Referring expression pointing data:
::::

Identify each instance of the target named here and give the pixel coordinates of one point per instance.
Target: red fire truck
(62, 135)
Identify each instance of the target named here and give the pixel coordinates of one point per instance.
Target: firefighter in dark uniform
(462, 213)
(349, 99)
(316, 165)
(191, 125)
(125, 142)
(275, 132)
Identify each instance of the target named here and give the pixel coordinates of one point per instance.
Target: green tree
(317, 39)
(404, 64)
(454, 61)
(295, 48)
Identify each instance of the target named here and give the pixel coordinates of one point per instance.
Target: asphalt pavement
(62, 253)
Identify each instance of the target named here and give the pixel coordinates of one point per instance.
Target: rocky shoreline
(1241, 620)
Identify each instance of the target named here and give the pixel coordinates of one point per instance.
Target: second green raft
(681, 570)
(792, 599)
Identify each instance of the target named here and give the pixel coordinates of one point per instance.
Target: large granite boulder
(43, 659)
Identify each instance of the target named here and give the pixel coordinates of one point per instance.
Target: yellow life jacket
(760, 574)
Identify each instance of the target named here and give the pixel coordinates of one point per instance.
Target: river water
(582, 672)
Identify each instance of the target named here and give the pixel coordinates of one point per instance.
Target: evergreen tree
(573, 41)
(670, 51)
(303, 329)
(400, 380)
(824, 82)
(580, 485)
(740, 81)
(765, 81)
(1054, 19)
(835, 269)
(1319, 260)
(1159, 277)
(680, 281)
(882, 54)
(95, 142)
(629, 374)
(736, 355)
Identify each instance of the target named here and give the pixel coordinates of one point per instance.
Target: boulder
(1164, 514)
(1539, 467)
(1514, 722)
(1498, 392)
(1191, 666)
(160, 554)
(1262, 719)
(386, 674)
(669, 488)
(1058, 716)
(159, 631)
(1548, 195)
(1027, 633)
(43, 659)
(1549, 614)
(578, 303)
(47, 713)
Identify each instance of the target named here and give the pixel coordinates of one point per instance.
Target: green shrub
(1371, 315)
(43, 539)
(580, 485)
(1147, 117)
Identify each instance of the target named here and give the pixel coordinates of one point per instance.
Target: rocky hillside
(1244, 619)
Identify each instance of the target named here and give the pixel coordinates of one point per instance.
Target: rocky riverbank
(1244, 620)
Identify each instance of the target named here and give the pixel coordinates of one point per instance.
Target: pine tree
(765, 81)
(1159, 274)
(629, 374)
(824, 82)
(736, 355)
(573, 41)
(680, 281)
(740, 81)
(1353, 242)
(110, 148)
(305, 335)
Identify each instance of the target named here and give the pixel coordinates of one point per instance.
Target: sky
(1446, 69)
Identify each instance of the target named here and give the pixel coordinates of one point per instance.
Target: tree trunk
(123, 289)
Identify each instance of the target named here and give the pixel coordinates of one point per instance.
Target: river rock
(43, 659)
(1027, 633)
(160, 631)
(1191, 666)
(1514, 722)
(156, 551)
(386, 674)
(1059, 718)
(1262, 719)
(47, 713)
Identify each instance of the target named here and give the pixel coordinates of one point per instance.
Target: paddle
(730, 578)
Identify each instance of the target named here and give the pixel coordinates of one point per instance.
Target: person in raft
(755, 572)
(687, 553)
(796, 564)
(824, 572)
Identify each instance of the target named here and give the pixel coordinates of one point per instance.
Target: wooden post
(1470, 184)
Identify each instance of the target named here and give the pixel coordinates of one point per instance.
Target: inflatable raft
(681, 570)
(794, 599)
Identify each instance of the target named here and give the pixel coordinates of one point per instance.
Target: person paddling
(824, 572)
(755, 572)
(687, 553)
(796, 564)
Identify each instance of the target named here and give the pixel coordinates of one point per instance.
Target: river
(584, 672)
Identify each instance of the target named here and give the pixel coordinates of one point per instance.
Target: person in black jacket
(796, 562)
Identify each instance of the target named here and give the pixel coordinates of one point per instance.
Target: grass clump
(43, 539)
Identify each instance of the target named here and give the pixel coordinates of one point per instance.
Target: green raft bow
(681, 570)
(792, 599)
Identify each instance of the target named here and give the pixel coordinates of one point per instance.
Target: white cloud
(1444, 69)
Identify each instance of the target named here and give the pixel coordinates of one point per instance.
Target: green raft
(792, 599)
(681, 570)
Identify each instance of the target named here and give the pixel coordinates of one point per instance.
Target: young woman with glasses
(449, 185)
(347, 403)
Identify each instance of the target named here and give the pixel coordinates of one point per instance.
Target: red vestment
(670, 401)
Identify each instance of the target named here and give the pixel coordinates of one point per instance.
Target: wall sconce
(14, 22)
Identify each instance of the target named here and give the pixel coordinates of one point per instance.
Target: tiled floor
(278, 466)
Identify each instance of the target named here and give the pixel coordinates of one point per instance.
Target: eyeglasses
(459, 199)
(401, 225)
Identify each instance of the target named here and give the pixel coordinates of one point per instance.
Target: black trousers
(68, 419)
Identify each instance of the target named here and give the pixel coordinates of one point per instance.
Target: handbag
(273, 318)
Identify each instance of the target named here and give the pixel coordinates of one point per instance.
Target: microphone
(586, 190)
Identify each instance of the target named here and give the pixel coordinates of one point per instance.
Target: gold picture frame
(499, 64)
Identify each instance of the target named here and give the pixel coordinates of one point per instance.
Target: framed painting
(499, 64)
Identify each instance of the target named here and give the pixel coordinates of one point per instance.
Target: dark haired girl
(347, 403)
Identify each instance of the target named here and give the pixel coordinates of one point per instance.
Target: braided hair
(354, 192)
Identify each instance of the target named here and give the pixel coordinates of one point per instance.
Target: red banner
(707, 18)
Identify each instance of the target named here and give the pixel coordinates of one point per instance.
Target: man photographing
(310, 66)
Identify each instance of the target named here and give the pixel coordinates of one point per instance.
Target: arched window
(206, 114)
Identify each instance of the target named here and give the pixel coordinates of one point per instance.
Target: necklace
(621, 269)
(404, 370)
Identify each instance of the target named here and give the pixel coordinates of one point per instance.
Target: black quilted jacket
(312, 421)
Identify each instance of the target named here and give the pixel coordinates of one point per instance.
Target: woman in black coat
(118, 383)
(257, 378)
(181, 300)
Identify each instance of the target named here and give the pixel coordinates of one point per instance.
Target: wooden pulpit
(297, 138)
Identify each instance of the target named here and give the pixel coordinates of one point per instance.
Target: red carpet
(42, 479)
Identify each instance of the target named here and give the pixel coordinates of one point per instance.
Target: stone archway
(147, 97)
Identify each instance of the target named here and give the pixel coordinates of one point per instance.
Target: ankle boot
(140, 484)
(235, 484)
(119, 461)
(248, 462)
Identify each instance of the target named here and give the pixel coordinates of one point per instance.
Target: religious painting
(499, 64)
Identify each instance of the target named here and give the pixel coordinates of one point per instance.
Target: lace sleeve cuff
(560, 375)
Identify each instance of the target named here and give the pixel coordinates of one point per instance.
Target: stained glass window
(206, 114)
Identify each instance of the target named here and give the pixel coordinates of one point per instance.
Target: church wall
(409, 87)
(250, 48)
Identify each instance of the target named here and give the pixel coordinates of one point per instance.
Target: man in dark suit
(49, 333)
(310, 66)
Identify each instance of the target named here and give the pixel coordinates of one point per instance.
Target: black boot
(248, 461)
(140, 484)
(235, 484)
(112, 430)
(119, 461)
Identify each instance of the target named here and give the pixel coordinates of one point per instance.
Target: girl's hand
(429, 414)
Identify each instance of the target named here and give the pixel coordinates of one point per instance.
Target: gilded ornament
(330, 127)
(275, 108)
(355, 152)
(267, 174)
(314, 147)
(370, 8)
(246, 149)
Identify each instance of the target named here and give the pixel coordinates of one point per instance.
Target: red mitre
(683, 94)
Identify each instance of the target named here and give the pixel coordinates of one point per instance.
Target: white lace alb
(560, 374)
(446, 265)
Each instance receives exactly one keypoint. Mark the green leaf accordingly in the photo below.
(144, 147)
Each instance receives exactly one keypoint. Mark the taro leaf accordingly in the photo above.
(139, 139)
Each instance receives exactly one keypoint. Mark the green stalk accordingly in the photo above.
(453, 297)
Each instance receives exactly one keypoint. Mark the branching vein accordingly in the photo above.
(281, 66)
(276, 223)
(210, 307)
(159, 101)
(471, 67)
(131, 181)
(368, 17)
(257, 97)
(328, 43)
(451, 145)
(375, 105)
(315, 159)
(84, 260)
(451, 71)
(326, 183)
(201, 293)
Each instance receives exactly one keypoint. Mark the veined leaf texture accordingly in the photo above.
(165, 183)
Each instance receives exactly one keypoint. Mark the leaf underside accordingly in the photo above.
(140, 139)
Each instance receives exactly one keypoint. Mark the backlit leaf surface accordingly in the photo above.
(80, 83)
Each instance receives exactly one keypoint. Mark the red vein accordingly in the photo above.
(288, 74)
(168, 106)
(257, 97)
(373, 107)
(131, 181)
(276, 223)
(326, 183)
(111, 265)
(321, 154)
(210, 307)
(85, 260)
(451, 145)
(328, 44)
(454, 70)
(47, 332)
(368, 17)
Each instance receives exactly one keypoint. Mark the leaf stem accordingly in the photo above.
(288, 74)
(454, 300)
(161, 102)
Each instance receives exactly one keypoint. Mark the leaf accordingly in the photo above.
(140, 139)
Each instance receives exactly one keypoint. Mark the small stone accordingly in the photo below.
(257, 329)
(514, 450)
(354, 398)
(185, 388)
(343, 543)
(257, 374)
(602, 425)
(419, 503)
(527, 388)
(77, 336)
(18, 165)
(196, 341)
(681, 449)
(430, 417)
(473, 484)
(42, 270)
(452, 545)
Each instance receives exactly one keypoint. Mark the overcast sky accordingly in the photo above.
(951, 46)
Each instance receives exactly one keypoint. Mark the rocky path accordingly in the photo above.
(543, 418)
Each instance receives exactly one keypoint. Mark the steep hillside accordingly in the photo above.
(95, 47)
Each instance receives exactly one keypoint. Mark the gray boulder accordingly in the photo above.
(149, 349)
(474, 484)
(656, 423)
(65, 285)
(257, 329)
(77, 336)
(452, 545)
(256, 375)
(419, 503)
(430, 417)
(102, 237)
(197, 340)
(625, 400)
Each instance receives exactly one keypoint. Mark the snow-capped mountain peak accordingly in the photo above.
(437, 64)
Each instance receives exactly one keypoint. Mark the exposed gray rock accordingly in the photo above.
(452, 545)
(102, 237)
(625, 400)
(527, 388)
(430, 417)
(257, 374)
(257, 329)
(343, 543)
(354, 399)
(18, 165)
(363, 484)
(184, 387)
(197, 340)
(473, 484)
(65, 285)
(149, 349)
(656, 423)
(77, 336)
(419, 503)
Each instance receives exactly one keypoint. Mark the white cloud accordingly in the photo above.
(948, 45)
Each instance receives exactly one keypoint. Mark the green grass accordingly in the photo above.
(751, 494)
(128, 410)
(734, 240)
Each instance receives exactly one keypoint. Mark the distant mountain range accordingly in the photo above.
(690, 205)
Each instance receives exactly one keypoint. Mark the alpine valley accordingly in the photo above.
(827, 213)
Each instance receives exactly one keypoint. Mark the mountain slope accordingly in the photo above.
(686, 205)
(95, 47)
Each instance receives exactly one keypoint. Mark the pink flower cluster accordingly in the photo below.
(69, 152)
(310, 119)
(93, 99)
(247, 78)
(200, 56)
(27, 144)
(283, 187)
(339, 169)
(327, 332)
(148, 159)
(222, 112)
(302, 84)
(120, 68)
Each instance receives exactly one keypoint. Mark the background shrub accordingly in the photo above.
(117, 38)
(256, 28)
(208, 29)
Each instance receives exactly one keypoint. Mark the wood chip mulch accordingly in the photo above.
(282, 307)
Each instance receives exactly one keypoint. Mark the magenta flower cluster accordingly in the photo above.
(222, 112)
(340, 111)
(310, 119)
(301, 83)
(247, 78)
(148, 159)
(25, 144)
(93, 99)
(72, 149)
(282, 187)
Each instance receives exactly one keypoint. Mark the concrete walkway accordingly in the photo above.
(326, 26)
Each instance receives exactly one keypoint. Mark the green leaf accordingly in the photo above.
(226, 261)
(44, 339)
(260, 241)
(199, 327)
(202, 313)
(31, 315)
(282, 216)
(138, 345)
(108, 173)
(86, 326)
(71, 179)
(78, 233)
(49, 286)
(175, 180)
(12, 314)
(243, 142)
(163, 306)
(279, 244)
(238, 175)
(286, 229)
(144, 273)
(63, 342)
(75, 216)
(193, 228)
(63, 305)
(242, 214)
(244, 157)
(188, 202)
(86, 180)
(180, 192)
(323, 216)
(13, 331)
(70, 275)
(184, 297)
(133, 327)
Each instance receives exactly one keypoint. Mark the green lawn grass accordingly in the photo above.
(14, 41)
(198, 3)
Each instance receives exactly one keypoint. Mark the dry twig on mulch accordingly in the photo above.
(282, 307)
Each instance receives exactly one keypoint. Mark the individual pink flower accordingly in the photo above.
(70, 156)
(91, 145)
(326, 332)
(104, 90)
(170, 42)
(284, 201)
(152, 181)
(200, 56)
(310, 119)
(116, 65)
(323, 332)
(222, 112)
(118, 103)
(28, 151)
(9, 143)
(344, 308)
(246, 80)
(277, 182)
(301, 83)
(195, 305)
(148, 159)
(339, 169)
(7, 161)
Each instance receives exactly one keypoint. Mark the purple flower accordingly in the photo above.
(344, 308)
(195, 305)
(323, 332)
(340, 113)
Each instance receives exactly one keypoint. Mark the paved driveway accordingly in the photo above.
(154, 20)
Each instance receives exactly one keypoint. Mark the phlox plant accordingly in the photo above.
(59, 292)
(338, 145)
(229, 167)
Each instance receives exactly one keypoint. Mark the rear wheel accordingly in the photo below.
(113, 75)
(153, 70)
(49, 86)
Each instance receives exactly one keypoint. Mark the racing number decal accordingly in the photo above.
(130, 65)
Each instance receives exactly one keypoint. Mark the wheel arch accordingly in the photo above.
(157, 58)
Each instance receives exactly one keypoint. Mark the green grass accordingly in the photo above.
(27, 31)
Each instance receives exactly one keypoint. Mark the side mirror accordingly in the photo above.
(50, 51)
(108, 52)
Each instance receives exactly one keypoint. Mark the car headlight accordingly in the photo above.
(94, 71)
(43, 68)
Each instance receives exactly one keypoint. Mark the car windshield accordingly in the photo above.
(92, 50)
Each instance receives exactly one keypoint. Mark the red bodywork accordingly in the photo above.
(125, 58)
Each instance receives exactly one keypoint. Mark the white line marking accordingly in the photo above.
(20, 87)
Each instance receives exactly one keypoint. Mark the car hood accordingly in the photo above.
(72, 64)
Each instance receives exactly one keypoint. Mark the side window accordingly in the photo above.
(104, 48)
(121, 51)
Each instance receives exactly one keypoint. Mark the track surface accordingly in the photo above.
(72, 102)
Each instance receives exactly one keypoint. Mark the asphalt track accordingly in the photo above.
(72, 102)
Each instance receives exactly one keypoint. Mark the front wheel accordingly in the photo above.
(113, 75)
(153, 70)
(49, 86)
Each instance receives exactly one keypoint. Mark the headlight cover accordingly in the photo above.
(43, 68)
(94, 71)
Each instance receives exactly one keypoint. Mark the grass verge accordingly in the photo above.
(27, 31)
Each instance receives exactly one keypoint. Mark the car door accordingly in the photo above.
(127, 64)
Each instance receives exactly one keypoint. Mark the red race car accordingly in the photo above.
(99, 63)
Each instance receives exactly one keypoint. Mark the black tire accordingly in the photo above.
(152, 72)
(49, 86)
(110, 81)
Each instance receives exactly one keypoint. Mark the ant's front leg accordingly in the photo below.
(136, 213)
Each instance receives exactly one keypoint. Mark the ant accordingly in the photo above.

::::

→ WHAT THE EXERCISE ASKS
Print exactly, and only, the lines from the line that contains "Each instance receives exactly one keypoint. Mark the car door" through the last line of the records.

→ RESPONSE TO THE EXERCISE
Each instance receives exactly one keypoint. Mark the car door accordingly in the photo above.
(127, 64)
Each instance receives exactly one keypoint. Mark the red race car accordingly in the photo above.
(99, 63)
Each instance receives exactly one keypoint. Mark the black tire accordingly in the photo above.
(152, 72)
(49, 86)
(110, 81)
Each instance receives exactly one keypoint. Mark the ant's front leg accordingly in the photo below.
(136, 213)
Each instance receives exactly one keypoint. Mark the ant accordingly in the photo above.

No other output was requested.